_WORK REQUIRED_
According to the health care passage, how many Americans presently have no health insurance?

Americans overwhelmingly want universal health insurance.
Presently more than 40 million Americans have no health insurance, which usually means they have no health care, period. Most Americans have little room in their budget for doctor bills; to make matters worse, cash purchasers of medical services are billed at rates far higher than the rates paid by the insurance providers for the same services.
America has th highest cost per capita of health care in the world . . . yet by most every metric the American health care system is one of the worst, if not the very worst, of all the industrialized nations.
The direct costs (to businesses and industry) of paying inflated prices for second-rate medical coverage for its employees is crippling the American economy.
The solution that I propose is a single-payer system like the Canadian system, which might be considered “Medicare for all Americans.” The only difference — and this is a big difference — being that the burden of the cost of health insurance not be placed on the back of business. It is not business’ responsibility to provide for the health care of the American worker. The cost of individual subscriptions for health care services must be billed directly to the people . . . perhaps in conjunction with their annual tax return. Such a change would lead to “leaner, more focused” business enterprises better able to compete in today’s global economy.
Universal health-care coverage should not cost this nation anything; the savings from the eliminating the inefficiencies of HMOs and private insurance companies (“private bureaucracies-for-profit”) should easily cover the cost of extending basic health coverage to those presently without health care in America.

_PROVIDED MATERIAL_
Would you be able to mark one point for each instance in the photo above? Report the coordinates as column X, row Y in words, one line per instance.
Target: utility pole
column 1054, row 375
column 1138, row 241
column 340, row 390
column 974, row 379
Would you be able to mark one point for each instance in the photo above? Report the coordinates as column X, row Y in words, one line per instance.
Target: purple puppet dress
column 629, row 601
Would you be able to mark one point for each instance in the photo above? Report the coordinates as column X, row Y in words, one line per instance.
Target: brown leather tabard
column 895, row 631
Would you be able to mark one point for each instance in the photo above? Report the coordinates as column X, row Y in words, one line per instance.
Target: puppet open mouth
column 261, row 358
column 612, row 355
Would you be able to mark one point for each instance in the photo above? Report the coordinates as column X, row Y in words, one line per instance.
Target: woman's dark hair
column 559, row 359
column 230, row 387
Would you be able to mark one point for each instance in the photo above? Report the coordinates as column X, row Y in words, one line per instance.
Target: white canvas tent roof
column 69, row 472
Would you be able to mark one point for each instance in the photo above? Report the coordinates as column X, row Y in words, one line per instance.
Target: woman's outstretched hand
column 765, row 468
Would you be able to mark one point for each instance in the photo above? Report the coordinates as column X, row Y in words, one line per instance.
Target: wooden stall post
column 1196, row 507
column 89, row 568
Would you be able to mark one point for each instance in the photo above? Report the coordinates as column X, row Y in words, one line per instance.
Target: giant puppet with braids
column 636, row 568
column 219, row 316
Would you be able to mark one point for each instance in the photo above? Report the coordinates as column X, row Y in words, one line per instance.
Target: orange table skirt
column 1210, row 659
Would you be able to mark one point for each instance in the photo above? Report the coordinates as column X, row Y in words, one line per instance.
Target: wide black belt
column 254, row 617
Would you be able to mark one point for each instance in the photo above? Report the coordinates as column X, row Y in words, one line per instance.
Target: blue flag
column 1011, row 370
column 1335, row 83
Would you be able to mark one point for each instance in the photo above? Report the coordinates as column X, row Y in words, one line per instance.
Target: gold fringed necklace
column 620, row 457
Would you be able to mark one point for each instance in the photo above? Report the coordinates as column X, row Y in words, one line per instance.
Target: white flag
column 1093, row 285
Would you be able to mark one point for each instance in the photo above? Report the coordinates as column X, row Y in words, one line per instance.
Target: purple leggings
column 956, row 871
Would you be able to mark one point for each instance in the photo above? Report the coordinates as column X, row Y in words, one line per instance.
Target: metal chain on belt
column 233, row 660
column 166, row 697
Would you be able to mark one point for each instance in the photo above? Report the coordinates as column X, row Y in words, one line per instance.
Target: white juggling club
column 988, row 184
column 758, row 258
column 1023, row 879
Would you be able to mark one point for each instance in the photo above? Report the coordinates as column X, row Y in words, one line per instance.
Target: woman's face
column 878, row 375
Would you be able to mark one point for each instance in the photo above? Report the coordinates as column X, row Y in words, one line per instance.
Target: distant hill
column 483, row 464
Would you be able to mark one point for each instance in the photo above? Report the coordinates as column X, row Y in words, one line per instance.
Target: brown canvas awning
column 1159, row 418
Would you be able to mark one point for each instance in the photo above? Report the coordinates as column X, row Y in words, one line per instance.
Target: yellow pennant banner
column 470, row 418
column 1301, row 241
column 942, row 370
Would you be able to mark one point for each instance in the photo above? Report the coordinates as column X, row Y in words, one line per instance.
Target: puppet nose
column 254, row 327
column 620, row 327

_SOLUTION FOR THIS PROBLEM_
More than 40 million.